### Problem to solve
Rewrite everything from the line containing "Hey, I was wondering if you could locate the sky" down to the line containing "[0, 0, 1288, 552]", both included, reproducing the requests unchanged. Scale each coordinate in the answers by 2.6 and round it to a whole number, rounding halves up.

### Listing
******

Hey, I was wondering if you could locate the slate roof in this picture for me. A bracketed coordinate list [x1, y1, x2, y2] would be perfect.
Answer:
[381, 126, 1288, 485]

******

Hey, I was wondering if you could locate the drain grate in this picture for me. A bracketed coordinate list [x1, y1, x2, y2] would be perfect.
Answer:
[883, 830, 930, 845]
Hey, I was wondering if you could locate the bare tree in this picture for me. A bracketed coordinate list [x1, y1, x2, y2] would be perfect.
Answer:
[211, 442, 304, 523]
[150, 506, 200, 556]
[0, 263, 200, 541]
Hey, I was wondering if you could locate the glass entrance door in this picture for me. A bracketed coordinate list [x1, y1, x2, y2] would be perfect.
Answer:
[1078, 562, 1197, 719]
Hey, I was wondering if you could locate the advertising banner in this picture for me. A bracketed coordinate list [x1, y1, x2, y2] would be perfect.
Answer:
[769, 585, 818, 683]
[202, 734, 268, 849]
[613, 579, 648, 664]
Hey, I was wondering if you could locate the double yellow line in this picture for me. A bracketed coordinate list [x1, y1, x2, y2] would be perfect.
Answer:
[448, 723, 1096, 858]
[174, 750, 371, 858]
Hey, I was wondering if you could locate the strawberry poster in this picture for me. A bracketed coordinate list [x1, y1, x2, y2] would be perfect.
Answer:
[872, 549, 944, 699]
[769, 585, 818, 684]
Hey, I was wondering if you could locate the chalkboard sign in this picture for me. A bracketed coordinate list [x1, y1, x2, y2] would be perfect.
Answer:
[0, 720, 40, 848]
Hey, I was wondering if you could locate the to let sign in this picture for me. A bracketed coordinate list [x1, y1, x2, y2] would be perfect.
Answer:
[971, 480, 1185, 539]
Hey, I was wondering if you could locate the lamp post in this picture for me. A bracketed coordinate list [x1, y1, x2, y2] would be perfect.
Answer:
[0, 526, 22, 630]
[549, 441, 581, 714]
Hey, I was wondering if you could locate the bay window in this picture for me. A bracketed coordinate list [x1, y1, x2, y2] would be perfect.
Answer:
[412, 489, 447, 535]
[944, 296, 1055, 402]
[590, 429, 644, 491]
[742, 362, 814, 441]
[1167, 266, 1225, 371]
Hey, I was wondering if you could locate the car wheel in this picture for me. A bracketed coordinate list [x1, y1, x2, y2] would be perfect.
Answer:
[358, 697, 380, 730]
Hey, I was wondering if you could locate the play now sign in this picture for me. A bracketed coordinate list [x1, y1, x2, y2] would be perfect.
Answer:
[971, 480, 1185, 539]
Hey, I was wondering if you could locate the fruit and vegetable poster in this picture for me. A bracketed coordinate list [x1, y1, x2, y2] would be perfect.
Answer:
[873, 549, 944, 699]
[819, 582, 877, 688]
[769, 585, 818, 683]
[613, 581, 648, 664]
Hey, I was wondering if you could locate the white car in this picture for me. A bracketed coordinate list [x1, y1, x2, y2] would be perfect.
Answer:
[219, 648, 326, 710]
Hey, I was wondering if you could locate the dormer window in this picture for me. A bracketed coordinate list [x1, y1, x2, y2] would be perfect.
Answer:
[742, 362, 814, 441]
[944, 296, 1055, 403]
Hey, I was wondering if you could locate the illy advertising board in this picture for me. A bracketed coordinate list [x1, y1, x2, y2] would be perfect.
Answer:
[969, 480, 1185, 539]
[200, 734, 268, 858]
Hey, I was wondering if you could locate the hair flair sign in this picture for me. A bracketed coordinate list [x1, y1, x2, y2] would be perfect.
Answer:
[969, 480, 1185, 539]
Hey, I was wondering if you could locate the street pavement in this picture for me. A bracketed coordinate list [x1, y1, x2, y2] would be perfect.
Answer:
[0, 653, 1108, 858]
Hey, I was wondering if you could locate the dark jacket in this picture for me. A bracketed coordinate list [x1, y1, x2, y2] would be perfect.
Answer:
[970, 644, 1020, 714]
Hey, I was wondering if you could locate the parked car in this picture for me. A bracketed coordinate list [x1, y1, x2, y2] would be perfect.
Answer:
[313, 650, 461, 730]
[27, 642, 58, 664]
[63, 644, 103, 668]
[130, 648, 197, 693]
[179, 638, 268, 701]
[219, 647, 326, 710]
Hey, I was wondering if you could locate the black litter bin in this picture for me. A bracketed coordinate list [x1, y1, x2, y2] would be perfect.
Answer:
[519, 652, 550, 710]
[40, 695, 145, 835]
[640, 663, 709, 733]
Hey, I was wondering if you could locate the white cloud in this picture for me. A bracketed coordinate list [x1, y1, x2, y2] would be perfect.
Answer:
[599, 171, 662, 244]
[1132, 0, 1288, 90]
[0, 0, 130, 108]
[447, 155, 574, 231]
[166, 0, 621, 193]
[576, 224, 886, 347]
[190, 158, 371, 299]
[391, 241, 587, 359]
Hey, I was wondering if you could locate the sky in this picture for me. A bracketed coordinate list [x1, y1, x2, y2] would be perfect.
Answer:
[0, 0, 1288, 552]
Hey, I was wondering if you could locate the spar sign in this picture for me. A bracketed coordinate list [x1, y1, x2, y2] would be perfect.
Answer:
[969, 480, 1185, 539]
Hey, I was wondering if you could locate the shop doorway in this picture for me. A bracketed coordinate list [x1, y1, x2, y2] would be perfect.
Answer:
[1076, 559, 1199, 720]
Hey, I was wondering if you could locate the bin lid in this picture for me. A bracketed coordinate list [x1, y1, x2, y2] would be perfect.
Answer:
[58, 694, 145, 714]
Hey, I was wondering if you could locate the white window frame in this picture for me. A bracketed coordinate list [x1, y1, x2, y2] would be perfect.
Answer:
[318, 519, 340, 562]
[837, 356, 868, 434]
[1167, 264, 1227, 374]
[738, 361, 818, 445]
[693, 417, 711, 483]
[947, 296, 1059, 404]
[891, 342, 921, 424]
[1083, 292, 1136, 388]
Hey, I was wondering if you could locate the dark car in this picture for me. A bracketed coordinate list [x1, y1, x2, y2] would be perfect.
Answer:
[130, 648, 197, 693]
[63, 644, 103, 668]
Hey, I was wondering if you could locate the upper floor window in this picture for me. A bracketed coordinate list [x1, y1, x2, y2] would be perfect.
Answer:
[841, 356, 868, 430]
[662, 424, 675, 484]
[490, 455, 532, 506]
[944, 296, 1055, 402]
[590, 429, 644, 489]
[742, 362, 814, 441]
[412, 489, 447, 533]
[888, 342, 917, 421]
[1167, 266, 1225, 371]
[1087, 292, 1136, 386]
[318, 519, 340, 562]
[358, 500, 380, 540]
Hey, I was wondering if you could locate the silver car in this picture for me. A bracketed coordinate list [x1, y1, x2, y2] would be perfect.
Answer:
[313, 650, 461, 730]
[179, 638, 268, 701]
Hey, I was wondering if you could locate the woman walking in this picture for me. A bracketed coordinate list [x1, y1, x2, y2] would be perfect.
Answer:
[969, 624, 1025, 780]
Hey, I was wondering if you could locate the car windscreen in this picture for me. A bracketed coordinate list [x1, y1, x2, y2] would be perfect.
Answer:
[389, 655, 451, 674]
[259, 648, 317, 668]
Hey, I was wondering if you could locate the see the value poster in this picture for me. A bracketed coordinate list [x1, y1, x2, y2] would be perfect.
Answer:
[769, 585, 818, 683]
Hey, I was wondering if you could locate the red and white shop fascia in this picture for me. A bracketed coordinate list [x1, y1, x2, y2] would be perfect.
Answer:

******

### Written response
Hey, I was wondering if you could locate the sky in this picture for me. A bracketed coordinate list [x1, y1, x2, y2] would be perfect.
Answer:
[0, 0, 3349, 1435]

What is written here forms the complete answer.